Stored data entries:
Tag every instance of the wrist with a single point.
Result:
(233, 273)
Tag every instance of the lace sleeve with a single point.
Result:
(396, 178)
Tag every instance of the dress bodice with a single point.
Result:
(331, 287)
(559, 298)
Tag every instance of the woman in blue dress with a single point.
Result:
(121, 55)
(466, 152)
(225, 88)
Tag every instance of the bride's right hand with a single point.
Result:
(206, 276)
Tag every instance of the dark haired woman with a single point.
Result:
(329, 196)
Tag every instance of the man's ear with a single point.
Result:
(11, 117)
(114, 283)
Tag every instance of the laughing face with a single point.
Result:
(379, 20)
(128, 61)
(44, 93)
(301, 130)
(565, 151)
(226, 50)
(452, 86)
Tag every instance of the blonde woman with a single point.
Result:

About this exercise:
In the entries above, find each line with "dress" and list it.

Result below:
Tag every instance of the dress bodice with a single point.
Tag every instance of the woman in blue dress with a single point.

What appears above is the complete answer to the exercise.